Provided passage:
========
Philadelphia Fry-o-Diesel L.L.C. last month became one of the first 
companies in the United States to make trap-grease fuel that meets national 
standards. To celebrate, some of the vehicles in its test fleet of 40 will 
meet today at the Philadelphia Zoo, which also uses the fuel, to go for a 
brief drive.

Demand for biodiesel has tripled in each of the last three years, said Jenna 
Higgins, a spokeswoman for the National Biodiesel Board. "We're going to 
need biodiesel made from all types of materials to help meet the rising 
demand."

Technically, biodiesel can be made from any fat or vegetable oil. But making 
it cost-effective is the big challenge.

The beauty of Fry-o-Diesel is that trap grease has no other use. While used 
fryer grease costs about $1 a gallon, Philadelphia Fry-o-Diesel gets trap 
grease for free.

It's trapped in the first place to prevent clogging sewer lines. Indeed, the 
pollutant is costly to dispose of - usually at a wastewater-treatment plant, 
where it is incinerated.

Bruce Critchlow, operations manager for McGovern Inc., a sanitation and 
septic company in Kennett Square, said only two facilities in the region 
would accept it, and they charge 8 to 10 cents a gallon - $80 to $100 for 
the typical restaurant grease trap.

The quest for Fry-o-Diesel began about five years ago.

The Energy Cooperative, a nonprofit regional energy supplier, was looking 
for a source of biodiesel for home-heating oil. The closest production 
facility was in Ohio.

Trucking it that far made no sense if the idea was to be environmentally 
friendly. So they thought about making their own.

"We did a quick scan of Philadelphia. No soybeans," joked Nadia Adawi, 
president of for-profit Fry-o-Diesel and operations director at the Energy 
Cooperative, its parent.

A National Renewable Energy Lab study about restaurant trap grease perked 
them up. Based on the data, Adawi's group estimated that food facilities in 
the land of the cheesesteak produced 10 million gallons of grease a year.
========
Data for this task:
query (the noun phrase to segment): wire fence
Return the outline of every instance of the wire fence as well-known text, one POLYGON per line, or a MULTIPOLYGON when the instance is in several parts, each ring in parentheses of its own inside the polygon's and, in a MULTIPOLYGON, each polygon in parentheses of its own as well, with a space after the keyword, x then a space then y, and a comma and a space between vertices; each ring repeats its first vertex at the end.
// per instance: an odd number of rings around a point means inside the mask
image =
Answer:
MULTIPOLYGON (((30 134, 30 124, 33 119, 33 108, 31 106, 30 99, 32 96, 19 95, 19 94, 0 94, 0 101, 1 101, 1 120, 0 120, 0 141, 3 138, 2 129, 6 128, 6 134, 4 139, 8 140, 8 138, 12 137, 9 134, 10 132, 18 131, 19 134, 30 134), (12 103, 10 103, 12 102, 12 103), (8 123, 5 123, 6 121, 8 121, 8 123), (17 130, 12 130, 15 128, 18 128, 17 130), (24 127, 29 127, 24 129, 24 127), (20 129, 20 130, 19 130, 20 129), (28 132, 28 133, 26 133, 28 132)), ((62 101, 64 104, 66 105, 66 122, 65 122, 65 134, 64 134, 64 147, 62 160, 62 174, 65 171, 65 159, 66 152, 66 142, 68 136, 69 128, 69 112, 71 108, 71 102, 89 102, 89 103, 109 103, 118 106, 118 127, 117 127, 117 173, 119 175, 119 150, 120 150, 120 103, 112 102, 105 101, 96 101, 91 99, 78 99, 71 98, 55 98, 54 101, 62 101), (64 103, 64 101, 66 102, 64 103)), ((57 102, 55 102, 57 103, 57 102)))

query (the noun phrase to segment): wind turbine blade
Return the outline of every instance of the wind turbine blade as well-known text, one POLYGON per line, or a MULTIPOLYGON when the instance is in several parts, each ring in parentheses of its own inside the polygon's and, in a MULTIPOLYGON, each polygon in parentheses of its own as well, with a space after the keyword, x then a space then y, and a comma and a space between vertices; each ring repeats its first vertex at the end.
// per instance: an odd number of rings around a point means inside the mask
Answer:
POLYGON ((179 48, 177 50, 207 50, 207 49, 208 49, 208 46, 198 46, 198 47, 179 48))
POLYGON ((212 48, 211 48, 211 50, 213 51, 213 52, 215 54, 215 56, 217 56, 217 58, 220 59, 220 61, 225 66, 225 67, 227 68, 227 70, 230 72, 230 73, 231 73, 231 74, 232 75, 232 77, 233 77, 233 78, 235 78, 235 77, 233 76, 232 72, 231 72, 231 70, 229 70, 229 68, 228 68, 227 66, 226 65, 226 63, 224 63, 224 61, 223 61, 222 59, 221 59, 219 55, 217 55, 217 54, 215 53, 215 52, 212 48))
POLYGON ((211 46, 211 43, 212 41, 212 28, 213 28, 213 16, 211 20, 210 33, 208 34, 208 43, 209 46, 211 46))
========
The tasks:
- A) In the biodiesel article, what does used fryer grease cost?
- B) Repeat the lines of the records from the line with "query (the noun phrase to segment): wind" up to and including the line with "POLYGON ((179 48, 177".

Responses to the exercise:
- A) About $1 a gallon.

- B)
query (the noun phrase to segment): wind turbine blade
Return the outline of every instance of the wind turbine blade as well-known text, one POLYGON per line, or a MULTIPOLYGON when the instance is in several parts, each ring in parentheses of its own inside the polygon's and, in a MULTIPOLYGON, each polygon in parentheses of its own as well, with a space after the keyword, x then a space then y, and a comma and a space between vertices; each ring repeats its first vertex at the end.
// per instance: an odd number of rings around a point means inside the mask
Answer:
POLYGON ((179 48, 177 50, 207 50, 207 49, 208 49, 208 46, 198 46, 198 47, 179 48))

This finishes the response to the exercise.